* Begin Page text *
The Fastershire contract, which was signed in June 2015 and is funded by £3m of public investment and a further £7m of private investment from Gigaclear (here), is one of the precious few Broadband Delivery UK based projects in England to be agreed with an operator other than BT.

The original announcement suggested that the related roll-out would focus on communities in the Cotswolds, such as Guiting Power, Chedworth, Whelford, Bibury and Icomb. Apparently the initial focus on Cockleford will also include the communities of Coberley, Upper Coberley, Cowley, Stockwell, Elkstone and Colesbourne.

Matthew Hare, Gigaclear’s CEO, said:

We’re delighted to be able to reveal that Seven Springs in Cockleford is to be the first community in the Cotswolds to benefit from our ultrafast pure fibre broadband. This will give homes and businesses in the area a world-leading internet connection with speeds up to 40 times faster for downloads, and up to 300 times faster for uploads than the UK average. Working with local communities, landowners and the county council, we aim to minimise the impact on the local environment during the construction stage while we install this future proofed, new telecommunications network.”

Construction of the new network is set to begin in October 2015 and the first phase for Seven Springs will then complete by Christmas, with the other areas due to follow during Q1 2016. A full schedule for the delivery, including the expected timeframe for all communities within the plans, will be published later in September on Gigaclear’s website.

As part of the rollout, Fastershire and Gigaclear will hold local events in advance of engineering works to provide relevant information and give residents the opportunity to have their project and broadband questions answered. The local community events will be held on 29th and 30th September at Brimpsfield and Elkstone Village Halls respectively, both starting at 7.30pm.

The news comes only two days after exact details of the full roll-out plan were published online, albeit in a very raw format and without any timescale information (here).

Leave a Comment
10 Responses
  1. Avatar Steve

    Nice to see some companies doing it right first time.
* End Page text *
* Begin Dataset content *
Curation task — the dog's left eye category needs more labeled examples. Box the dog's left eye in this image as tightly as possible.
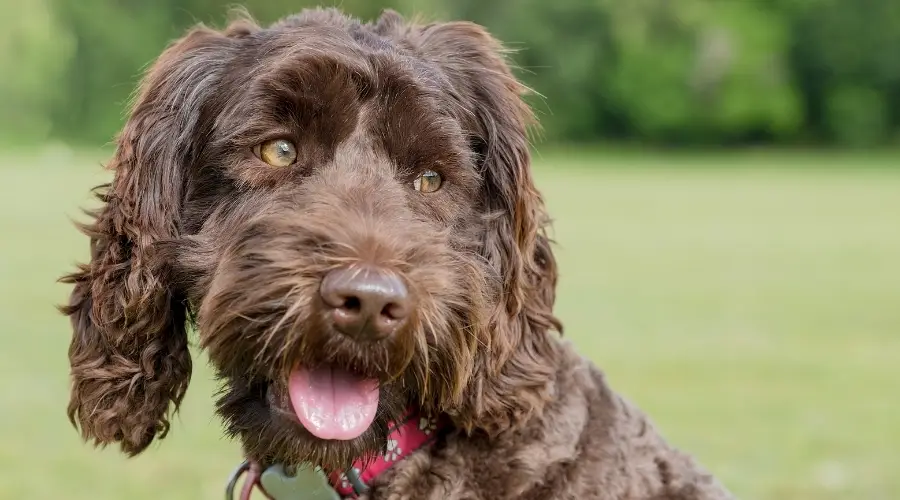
* End Dataset content *
■ **Task 1**:
Answer these questions using the Fastershire broadband article:
(a) In what month and year was the Fastershire contract signed?
(b) When is construction of the new network set to begin?
(c) At which village hall will the 30th September community event be held?
■ **Task 2**:
Please reproduce the Fastershire broadband article word for word, from "The Fastershire contract, which" up to and including "other than BT.".
The lines that come after the article are separate material and have no connection to it.

■ **Written solution 1**:
(a) June 2015
(b) October 2015
(c) Elkstone Village Hall

■ **Written solution 2**:
The Fastershire contract, which was signed in June 2015 and is funded by £3m of public investment and a further £7m of private investment from Gigaclear (here), is one of the precious few Broadband Delivery UK based projects in England to be agreed with an operator other than BT.